(Dataset rows)
:::::

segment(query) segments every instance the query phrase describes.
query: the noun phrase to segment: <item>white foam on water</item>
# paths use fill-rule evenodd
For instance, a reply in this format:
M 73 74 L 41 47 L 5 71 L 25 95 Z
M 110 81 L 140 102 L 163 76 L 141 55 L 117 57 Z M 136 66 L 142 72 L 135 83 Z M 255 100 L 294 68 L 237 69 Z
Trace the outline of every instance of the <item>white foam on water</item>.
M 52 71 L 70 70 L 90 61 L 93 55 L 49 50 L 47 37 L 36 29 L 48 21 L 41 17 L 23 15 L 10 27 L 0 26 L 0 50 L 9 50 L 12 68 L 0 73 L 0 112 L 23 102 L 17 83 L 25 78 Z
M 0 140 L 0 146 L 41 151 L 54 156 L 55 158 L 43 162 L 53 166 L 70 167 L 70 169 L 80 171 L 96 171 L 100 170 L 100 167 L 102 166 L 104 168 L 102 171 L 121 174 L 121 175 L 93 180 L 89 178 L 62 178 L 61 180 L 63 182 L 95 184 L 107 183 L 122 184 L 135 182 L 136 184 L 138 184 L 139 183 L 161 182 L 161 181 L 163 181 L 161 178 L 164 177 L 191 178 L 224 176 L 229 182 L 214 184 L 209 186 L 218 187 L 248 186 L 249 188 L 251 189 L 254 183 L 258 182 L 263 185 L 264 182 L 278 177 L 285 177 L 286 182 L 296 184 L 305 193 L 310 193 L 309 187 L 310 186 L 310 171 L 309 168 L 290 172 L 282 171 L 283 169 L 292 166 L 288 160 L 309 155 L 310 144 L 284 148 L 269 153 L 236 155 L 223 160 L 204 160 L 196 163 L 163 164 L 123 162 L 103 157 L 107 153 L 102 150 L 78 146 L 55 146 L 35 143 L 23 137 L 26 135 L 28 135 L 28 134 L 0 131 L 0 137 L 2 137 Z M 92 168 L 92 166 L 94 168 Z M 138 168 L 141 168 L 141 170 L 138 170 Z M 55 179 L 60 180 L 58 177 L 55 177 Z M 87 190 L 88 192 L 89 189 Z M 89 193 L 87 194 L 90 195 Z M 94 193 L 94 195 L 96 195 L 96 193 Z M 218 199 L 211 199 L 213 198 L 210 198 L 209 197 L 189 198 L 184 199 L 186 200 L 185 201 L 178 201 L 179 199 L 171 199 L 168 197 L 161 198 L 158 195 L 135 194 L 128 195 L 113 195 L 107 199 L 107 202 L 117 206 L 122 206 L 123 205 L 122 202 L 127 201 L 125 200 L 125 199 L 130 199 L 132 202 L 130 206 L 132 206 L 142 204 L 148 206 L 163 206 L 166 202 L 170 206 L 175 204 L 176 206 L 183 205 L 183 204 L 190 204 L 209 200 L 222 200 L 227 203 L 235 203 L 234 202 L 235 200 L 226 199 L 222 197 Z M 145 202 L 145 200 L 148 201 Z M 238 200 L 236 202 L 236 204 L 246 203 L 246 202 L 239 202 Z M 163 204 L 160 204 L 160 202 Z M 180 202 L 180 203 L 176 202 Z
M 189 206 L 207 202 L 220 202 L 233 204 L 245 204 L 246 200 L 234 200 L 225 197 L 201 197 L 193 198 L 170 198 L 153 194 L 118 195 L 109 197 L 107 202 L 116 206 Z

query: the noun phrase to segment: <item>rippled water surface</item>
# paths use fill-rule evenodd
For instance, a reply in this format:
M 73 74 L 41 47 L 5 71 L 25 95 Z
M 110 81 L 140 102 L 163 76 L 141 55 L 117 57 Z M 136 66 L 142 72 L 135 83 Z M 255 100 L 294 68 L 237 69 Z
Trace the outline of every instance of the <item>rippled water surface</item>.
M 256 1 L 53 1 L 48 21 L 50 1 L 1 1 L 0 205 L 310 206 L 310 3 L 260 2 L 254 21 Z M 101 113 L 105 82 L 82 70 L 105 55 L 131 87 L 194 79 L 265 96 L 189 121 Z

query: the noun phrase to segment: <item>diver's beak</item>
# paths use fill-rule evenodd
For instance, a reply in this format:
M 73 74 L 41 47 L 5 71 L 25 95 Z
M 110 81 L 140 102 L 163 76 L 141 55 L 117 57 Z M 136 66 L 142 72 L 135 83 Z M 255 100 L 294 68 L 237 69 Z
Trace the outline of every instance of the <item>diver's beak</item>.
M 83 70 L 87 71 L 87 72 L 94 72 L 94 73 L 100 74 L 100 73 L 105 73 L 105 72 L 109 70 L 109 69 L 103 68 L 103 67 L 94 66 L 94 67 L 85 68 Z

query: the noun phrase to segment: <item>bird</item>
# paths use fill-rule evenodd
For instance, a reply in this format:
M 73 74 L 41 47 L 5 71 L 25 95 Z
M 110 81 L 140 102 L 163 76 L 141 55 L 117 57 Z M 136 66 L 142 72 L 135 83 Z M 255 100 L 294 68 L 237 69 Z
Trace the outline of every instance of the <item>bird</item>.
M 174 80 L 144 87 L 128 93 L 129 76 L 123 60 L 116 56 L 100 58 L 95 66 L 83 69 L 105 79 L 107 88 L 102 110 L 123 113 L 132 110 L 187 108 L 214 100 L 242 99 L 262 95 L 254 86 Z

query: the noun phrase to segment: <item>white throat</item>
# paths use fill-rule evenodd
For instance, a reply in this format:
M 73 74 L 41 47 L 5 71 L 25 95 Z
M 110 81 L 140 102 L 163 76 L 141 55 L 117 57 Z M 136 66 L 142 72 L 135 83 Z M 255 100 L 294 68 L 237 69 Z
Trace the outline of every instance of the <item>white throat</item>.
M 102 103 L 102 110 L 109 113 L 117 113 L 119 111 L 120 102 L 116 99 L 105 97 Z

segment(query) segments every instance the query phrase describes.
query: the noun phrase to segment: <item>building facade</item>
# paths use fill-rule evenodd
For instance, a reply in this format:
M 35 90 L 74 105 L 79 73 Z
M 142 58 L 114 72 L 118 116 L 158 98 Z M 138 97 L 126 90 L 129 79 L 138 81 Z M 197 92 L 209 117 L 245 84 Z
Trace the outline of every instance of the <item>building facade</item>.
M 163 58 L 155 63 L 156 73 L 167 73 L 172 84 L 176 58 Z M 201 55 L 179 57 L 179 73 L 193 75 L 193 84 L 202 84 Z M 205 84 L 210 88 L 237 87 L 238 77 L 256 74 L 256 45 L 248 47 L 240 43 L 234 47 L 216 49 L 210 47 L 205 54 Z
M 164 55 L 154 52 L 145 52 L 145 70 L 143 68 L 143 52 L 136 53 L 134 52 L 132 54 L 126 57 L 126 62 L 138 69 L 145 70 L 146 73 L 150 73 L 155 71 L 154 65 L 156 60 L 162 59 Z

:::::

◆ Task requirements
Print the entire listing above verbatim, from its first line to its last, with no alterations.

◆ Result of this task
segment(query) segments every instance the query phrase describes.
query: the noun phrase to segment: <item>white foam on water</item>
# paths use fill-rule evenodd
For instance, a reply in this format:
M 73 74 L 41 47 L 5 71 L 25 95 Z
M 110 81 L 140 102 L 163 76 L 141 55 L 117 57 Z M 136 66 L 142 72 L 135 83 Z M 255 100 L 294 68 L 237 69 Z
Trace the outline of every instance of the <item>white foam on water</item>.
M 52 71 L 70 70 L 90 61 L 93 55 L 49 50 L 47 37 L 36 29 L 48 21 L 41 17 L 23 15 L 10 27 L 0 26 L 0 50 L 9 50 L 12 68 L 0 73 L 0 112 L 23 102 L 17 83 L 25 78 Z
M 0 140 L 0 146 L 41 151 L 54 156 L 55 158 L 43 162 L 53 166 L 70 167 L 70 169 L 80 171 L 96 171 L 100 170 L 100 167 L 102 166 L 104 168 L 102 171 L 121 174 L 121 175 L 93 180 L 89 178 L 62 178 L 61 180 L 63 182 L 95 184 L 107 183 L 122 184 L 135 182 L 136 184 L 138 184 L 139 183 L 161 182 L 161 181 L 163 181 L 161 178 L 164 177 L 191 178 L 224 176 L 229 182 L 214 184 L 209 186 L 218 187 L 248 186 L 249 188 L 251 189 L 254 183 L 258 182 L 263 185 L 264 182 L 278 177 L 285 177 L 286 182 L 296 184 L 305 193 L 310 193 L 309 187 L 310 186 L 310 171 L 309 168 L 290 172 L 282 171 L 283 169 L 292 166 L 288 160 L 309 155 L 310 144 L 284 148 L 269 153 L 236 155 L 223 160 L 204 160 L 196 163 L 163 164 L 123 162 L 103 157 L 107 153 L 102 150 L 78 146 L 55 146 L 35 143 L 23 137 L 26 135 L 28 135 L 28 134 L 0 131 L 0 137 L 2 137 Z M 92 168 L 92 166 L 94 168 Z M 138 168 L 141 168 L 141 170 L 138 170 Z M 55 179 L 60 180 L 58 177 L 55 177 Z M 87 190 L 88 192 L 89 189 Z M 89 193 L 87 194 L 90 195 Z M 94 193 L 94 195 L 96 195 L 96 193 Z M 218 199 L 211 199 L 213 198 L 210 198 L 209 197 L 189 198 L 184 199 L 186 200 L 185 201 L 178 201 L 179 199 L 171 199 L 168 197 L 161 198 L 158 195 L 135 194 L 128 195 L 113 195 L 107 199 L 107 202 L 117 206 L 122 206 L 123 205 L 122 202 L 127 201 L 125 200 L 125 199 L 130 199 L 132 202 L 130 206 L 132 206 L 142 204 L 148 206 L 163 206 L 166 202 L 170 206 L 175 204 L 176 206 L 183 205 L 183 204 L 190 204 L 209 200 L 222 200 L 227 203 L 235 203 L 234 202 L 235 200 L 226 199 L 222 197 Z M 145 202 L 145 200 L 148 201 Z M 238 200 L 236 202 L 236 204 L 246 203 L 246 202 L 239 202 Z M 163 204 L 160 204 L 160 202 Z M 180 202 L 180 203 L 176 202 Z
M 189 206 L 207 202 L 220 202 L 233 204 L 245 204 L 246 200 L 234 200 L 225 197 L 201 197 L 193 198 L 170 198 L 153 194 L 118 195 L 109 197 L 107 202 L 116 206 Z

query: the noun phrase to segment: <item>rippled water surface</item>
# paths use fill-rule evenodd
For instance, a reply in this format:
M 73 74 L 41 47 L 5 71 L 25 95 Z
M 110 81 L 140 102 L 163 76 L 141 55 L 117 57 Z M 136 66 L 142 72 L 135 83 Z M 255 100 L 294 68 L 237 69 Z
Trace the outline of every instance of the <item>rippled water surface</item>.
M 256 1 L 53 1 L 48 21 L 50 1 L 1 1 L 0 205 L 310 206 L 310 3 L 260 2 L 254 21 Z M 101 113 L 105 82 L 82 70 L 105 55 L 131 87 L 194 79 L 265 96 L 189 121 Z

query: the noun phrase to segment: <item>diver's beak</item>
# paths use fill-rule evenodd
For instance, a reply in this format:
M 73 74 L 41 47 L 5 71 L 25 95 Z
M 110 81 L 140 102 L 163 76 L 141 55 L 117 57 Z M 136 66 L 142 72 L 135 83 Z M 255 100 L 294 68 L 237 69 Z
Trace the outline of every instance of the <item>diver's beak</item>.
M 83 70 L 87 71 L 87 72 L 94 72 L 94 73 L 100 74 L 100 73 L 105 73 L 105 72 L 109 70 L 109 69 L 103 68 L 103 67 L 94 66 L 94 67 L 85 68 Z

query: the noun phrase to segment: <item>bird</item>
# paths use fill-rule evenodd
For instance, a reply in this format:
M 73 74 L 41 47 L 5 71 L 25 95 Z
M 110 81 L 140 102 L 163 76 L 141 55 L 117 57 Z M 136 66 L 142 72 L 135 83 Z M 255 100 L 294 68 L 237 69 Z
Trace the outline of every instance of the <item>bird</item>.
M 174 80 L 144 87 L 128 93 L 129 76 L 123 60 L 116 56 L 100 58 L 95 66 L 83 69 L 105 79 L 107 88 L 102 110 L 123 113 L 132 110 L 187 108 L 214 100 L 242 99 L 262 95 L 254 86 Z

query: the noun phrase to segment: <item>white throat</item>
# paths use fill-rule evenodd
For instance, a reply in this format:
M 73 74 L 41 47 L 5 71 L 25 95 Z
M 110 81 L 140 102 L 163 76 L 141 55 L 117 57 Z M 136 66 L 142 72 L 135 83 Z M 255 100 L 294 68 L 237 69 Z
Trace the outline of every instance of the <item>white throat</item>.
M 102 103 L 102 110 L 109 113 L 117 113 L 119 111 L 120 102 L 116 99 L 105 97 Z

segment(query) segments every instance the query phrase describes.
query: the noun phrase to segment: <item>building facade</item>
# paths use fill-rule evenodd
For instance, a reply in this format:
M 35 90 L 74 105 L 79 73 Z
M 142 58 L 114 72 L 118 116 L 158 98 Z M 138 97 L 126 90 L 129 79 L 138 81 Z M 197 92 L 209 117 L 245 84 Z
Trace the outline of every instance of the <item>building facade</item>.
M 163 58 L 155 63 L 156 73 L 167 73 L 172 84 L 176 58 Z M 201 55 L 179 57 L 179 73 L 193 75 L 193 84 L 202 84 Z M 205 84 L 210 88 L 237 87 L 238 77 L 256 74 L 256 45 L 248 47 L 240 43 L 234 47 L 216 49 L 210 47 L 205 54 Z
M 164 55 L 154 52 L 145 52 L 145 70 L 143 68 L 143 52 L 136 53 L 134 52 L 132 54 L 126 57 L 126 62 L 138 69 L 145 70 L 146 73 L 150 73 L 155 71 L 154 65 L 156 60 L 162 59 Z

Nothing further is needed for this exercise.